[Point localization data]
[Start of Attachment]
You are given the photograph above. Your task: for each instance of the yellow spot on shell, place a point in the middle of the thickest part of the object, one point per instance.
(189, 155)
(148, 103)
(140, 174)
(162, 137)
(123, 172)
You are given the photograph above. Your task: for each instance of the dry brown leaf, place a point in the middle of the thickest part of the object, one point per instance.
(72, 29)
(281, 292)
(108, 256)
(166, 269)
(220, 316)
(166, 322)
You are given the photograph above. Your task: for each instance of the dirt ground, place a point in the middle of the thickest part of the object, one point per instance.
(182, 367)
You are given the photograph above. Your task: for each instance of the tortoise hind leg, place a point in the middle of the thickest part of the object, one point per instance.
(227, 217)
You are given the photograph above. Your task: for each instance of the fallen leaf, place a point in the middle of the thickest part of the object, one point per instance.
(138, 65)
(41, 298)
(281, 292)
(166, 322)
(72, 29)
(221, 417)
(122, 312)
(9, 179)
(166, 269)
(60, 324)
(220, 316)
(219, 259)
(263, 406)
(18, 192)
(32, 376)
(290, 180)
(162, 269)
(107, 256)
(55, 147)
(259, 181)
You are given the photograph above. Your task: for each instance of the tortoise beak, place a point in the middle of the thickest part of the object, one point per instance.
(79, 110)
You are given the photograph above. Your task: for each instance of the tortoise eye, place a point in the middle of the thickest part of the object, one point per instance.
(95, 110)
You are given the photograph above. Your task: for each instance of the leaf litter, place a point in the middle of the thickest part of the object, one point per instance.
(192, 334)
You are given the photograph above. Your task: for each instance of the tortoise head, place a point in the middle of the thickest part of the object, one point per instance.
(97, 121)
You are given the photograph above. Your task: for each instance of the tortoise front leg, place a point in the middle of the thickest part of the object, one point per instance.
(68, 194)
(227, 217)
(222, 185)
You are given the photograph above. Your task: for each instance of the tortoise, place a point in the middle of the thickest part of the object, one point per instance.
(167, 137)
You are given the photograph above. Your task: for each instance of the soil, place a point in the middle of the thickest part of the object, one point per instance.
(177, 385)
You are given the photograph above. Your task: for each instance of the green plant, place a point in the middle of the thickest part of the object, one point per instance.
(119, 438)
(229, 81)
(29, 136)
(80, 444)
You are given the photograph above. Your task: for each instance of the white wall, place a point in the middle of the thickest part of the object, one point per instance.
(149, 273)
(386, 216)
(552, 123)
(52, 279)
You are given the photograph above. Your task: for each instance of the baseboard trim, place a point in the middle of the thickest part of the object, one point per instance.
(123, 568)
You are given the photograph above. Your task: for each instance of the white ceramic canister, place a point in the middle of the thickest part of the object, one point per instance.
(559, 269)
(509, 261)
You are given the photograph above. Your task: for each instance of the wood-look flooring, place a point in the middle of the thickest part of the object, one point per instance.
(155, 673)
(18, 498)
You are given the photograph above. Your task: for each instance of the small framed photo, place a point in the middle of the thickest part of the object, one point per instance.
[End of Attachment]
EXERCISE AIM: I need exact copies of the lines from the one holding "the white ceramic" through the end of the records above, and nothing beyond them.

EXPECTED OUTPUT:
You are given the photograph above. Your task: for each instance of the white ceramic canister, place a point in the middle of the thickest part of the object, one point per instance.
(559, 269)
(509, 261)
You are given the photograph above. Your task: for each instance of the wood-look flooring, place a point in the middle of the thickest part of the object, one point per instance.
(155, 673)
(18, 498)
You are given the photograph above. Your task: for each instance of the small framed photo, place a point in the middle of the thickest part of the object, one point per instance.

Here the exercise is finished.